§ TASK
Count the lines in the entries below that contain the string "tower", treating uppercase and lowercase as different, and give only that number.

§ PROVIDED DATA

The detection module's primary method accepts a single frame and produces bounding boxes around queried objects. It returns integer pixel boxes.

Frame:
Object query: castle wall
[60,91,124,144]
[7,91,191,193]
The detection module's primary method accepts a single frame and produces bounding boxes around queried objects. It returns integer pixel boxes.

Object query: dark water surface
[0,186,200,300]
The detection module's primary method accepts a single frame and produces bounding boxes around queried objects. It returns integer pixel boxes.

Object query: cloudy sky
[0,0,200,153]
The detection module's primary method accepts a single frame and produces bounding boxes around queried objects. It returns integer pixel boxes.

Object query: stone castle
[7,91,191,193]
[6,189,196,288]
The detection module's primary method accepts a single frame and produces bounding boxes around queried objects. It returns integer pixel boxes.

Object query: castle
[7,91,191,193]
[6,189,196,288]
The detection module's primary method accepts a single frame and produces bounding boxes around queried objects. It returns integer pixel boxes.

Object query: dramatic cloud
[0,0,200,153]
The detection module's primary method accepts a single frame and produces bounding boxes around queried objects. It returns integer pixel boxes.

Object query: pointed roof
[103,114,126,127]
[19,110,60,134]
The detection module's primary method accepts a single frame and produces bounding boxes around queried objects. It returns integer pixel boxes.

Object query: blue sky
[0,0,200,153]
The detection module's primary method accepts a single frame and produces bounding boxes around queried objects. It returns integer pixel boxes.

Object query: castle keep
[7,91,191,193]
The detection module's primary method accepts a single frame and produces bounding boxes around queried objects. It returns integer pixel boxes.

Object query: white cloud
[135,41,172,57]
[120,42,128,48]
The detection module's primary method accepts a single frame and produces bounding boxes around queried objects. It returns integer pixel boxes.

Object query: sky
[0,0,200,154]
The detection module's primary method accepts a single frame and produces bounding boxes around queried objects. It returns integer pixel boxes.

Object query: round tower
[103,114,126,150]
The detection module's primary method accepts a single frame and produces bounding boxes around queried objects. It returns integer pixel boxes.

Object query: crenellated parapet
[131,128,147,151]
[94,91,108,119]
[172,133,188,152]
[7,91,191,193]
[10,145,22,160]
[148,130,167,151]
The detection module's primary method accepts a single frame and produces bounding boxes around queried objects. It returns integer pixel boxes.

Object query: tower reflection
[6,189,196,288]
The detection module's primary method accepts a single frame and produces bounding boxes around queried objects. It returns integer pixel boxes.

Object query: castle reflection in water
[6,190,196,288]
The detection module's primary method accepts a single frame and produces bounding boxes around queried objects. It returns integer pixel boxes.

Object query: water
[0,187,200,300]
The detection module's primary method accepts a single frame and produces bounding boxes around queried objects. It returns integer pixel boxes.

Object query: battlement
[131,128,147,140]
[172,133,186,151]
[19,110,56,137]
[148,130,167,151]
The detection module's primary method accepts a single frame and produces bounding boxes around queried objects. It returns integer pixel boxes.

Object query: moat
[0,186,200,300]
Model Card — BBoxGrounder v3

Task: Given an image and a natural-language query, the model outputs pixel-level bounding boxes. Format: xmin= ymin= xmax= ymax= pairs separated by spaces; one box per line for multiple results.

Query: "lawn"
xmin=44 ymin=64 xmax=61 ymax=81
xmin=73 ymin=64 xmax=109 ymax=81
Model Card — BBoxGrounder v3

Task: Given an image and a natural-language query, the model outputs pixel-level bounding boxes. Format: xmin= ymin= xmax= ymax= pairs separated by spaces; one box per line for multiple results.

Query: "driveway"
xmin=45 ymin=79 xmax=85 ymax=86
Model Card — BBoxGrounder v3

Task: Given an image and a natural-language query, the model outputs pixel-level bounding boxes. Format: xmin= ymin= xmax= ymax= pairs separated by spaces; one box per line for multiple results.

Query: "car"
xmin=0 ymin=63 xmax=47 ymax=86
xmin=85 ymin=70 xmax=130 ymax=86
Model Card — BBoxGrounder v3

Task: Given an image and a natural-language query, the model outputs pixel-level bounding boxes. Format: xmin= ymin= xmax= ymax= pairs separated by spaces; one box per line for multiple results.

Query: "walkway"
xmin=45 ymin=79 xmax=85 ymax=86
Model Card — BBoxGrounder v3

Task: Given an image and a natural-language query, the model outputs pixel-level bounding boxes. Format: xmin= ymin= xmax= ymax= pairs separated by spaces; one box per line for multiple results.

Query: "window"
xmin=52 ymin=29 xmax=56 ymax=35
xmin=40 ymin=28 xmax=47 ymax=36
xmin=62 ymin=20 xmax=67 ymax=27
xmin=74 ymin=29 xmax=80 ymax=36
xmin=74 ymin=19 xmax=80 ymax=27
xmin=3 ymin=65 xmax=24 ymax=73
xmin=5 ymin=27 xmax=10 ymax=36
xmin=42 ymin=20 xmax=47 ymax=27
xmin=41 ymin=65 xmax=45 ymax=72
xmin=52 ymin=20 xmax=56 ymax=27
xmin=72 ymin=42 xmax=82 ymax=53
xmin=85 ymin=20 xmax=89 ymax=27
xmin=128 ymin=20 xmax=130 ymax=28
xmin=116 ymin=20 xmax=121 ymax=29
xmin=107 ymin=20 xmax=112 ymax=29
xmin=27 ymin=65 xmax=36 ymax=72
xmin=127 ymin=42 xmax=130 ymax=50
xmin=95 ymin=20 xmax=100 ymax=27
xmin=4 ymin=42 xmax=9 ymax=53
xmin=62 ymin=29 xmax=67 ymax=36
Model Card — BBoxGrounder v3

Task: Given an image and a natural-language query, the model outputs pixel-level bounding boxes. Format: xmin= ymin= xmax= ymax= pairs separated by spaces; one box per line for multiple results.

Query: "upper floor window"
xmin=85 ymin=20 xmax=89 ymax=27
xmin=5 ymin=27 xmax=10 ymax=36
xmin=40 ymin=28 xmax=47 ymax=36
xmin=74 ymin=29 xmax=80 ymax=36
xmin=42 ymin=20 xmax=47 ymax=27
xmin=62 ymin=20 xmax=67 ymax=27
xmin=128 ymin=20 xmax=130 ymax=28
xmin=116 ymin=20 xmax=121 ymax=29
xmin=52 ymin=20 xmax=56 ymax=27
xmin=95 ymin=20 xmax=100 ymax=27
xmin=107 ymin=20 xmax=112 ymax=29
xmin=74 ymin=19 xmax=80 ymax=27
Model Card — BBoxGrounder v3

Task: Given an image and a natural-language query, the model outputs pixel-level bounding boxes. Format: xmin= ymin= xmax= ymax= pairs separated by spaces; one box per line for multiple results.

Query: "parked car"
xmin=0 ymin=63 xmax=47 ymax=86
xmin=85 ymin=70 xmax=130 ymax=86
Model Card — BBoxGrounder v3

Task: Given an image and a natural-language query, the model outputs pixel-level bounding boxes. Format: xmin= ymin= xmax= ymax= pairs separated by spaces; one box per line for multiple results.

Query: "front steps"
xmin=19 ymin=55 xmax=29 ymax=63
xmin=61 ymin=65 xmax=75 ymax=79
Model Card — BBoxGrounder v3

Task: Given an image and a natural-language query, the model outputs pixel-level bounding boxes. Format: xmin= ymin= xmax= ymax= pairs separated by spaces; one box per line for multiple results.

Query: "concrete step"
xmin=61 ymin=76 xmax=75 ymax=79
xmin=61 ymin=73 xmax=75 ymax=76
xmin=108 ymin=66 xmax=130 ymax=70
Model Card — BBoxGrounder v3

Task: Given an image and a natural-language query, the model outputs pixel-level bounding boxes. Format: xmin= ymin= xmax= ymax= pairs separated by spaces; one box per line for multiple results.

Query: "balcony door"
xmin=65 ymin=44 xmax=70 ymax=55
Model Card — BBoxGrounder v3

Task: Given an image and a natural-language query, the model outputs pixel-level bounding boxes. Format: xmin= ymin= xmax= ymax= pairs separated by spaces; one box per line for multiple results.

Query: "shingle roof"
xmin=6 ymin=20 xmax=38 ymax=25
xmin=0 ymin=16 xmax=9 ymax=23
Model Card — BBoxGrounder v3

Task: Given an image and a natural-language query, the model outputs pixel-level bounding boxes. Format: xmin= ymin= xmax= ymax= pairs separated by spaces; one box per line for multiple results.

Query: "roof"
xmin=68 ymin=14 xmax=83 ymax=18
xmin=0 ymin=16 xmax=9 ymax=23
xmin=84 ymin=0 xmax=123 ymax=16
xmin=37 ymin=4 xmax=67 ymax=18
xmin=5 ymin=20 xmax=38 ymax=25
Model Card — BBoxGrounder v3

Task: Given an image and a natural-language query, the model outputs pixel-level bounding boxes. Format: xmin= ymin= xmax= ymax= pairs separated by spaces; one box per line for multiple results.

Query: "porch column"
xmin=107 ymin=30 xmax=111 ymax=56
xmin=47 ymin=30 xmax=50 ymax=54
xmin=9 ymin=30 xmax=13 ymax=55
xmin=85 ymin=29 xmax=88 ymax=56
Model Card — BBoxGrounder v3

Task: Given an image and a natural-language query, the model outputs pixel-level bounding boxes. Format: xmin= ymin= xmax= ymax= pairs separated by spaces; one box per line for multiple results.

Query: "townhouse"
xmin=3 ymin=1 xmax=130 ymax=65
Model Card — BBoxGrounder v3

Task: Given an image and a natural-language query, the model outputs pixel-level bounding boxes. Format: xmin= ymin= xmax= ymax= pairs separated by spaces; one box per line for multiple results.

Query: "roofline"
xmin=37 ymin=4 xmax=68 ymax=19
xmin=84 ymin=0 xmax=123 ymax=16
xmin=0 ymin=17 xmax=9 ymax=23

§ EXERCISE RESPONSE
2